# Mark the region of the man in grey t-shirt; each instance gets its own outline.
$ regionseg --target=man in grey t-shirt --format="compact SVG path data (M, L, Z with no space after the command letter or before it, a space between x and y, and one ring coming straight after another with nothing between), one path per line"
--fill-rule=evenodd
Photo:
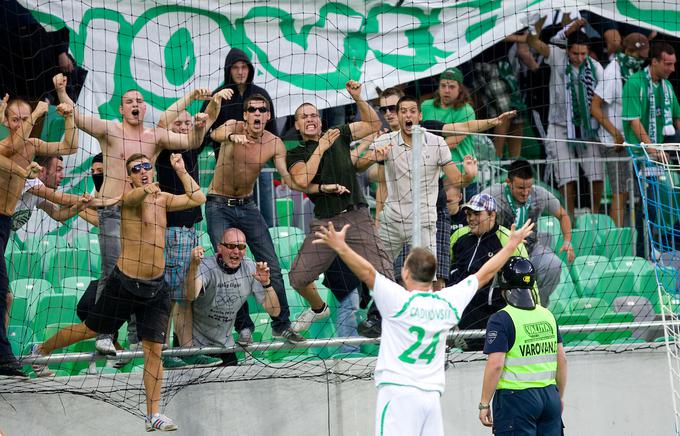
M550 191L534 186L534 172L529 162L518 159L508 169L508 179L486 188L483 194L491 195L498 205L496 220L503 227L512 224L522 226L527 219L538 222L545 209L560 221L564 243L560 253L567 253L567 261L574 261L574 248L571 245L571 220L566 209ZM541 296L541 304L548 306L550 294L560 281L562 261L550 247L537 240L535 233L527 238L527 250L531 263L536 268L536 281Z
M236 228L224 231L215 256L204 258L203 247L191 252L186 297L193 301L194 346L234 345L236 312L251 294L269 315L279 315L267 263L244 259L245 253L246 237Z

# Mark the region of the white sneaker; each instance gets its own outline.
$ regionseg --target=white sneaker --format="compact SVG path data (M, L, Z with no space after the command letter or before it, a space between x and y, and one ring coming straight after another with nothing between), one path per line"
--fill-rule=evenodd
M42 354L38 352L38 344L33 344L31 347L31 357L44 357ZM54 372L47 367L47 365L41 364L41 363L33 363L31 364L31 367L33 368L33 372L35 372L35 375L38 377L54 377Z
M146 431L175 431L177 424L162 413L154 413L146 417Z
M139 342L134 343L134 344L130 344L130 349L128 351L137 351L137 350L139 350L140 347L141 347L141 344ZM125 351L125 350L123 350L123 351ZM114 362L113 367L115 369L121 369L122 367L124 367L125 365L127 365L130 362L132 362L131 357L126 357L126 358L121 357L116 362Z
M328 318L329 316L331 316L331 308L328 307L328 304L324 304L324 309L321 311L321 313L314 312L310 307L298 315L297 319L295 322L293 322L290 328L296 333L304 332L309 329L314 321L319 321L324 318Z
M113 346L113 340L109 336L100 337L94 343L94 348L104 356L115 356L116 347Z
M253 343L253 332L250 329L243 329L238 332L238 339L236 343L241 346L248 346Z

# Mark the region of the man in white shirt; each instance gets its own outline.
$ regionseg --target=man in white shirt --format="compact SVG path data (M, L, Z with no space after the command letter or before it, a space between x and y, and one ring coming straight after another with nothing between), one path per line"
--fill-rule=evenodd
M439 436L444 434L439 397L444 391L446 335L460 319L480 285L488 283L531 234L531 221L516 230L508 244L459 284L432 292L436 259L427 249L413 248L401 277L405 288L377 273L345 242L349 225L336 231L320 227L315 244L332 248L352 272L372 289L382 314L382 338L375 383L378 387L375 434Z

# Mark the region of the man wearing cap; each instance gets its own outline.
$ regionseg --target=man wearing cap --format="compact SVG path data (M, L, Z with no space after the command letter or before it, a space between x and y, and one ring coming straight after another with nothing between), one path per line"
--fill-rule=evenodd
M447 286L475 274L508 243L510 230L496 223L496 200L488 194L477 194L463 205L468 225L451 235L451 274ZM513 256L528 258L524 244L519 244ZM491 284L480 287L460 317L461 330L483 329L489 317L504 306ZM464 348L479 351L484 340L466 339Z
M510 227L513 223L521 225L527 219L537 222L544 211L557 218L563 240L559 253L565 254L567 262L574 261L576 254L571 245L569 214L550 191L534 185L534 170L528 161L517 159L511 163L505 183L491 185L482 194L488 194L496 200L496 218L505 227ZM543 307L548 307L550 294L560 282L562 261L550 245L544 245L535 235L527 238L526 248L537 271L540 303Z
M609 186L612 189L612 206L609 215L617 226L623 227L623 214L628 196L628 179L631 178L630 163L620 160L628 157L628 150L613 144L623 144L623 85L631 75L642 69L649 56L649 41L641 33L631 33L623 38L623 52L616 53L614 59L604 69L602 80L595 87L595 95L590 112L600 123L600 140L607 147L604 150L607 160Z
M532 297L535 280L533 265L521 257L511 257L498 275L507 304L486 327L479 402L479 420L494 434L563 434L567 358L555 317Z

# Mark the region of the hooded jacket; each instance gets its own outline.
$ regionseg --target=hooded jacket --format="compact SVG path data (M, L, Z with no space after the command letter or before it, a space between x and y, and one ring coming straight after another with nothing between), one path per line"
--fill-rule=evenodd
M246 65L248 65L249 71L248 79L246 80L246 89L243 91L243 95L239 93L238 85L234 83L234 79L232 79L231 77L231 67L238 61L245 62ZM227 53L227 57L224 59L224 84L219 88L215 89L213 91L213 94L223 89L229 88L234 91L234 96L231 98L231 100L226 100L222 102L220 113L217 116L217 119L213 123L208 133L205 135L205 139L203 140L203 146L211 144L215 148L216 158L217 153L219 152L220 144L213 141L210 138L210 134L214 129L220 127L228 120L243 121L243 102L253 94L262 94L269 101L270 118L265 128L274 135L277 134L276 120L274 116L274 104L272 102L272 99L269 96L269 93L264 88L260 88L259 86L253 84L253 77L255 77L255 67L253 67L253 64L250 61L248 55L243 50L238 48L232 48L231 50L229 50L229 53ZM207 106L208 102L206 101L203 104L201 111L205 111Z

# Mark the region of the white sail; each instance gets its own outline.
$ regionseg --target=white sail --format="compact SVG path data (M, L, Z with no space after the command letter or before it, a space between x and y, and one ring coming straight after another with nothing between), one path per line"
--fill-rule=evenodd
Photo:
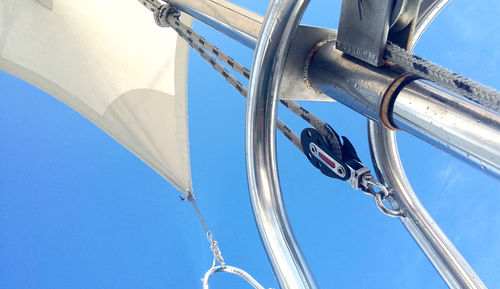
◇ ◇ ◇
An exact restatement of the lines from the one holding "regionseg --target=white sail" through the end of the entries, both ends included, is the whole answer. Pictures stay out.

■ FINAL ANSWER
$ regionseg --target=white sail --format="compact SVG path data (M, L, Z with no space after the command letter or before it, a space between x and y, and one ring coming straight after another with nothing between), one path per line"
--fill-rule=evenodd
Photo:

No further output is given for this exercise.